• EXERCISE DIRECTIONS
In the boxing history passage, copy word for word everything from "James LaFond, 6/3/2012" down to "have us believe.".

• TEXT PASSAGE
• • • •
I hope you find this helpful.
Boxing enthusiasts will naturally disagree with the commentary attached to the Pay-per-view Era. Boxing writers will have a problem with my definition of the Old Time Era. Other than that, the eras presented are generally agreed upon by the boxing geeks out there. As far as the ancient period, I am the only expert on that subject, so if you disagree, meet me in 324 B.C. in Pakistan and we’ll let Alexander decide just before he exterminates the Kishatrias.
James LaFond, 6/3/2012
Antiquity (1700 B.C. to 551 A.D.)
This period encompasses Mesopotamian, Egyptian, Cretan, Greek and Greco-Roman boxing traditions. Everything but the Greco-Roman tradition is covered comprehensively in The Broken Dance series of ancient boxing books available in the ancients section of this website.
I promise the reader that there is much more to ancient boxing than what modern sportswriters would have us believe.
The Middle-Ages: (600s through 1600s)
There were four obscure boxing traditions in the period: Irish, English, Italian and Dutch. Most of these were attempts to resurrect ancient Greco-Roman boxing as a substitute for lethal dueling. The Dutch tradition was actually an empty hand augment for dueling.
• • • •
• INFORMATION SUPPLIED
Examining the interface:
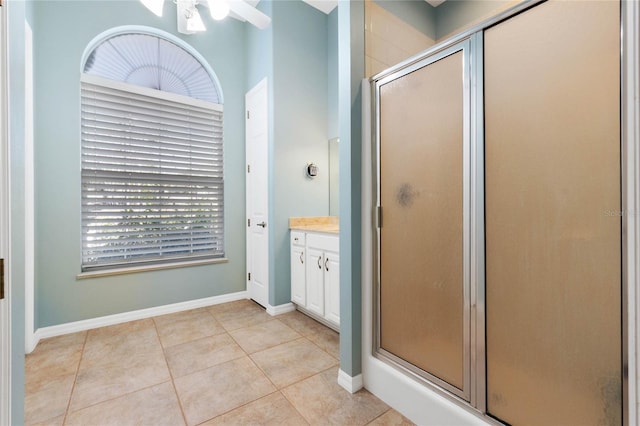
• • • •
• WORKED ANSWER
James LaFond, 6/3/2012
Antiquity (1700 B.C. to 551 A.D.)
This period encompasses Mesopotamian, Egyptian, Cretan, Greek and Greco-Roman boxing traditions. Everything but the Greco-Roman tradition is covered comprehensively in The Broken Dance series of ancient boxing books available in the ancients section of this website.
I promise the reader that there is much more to ancient boxing than what modern sportswriters would have us believe.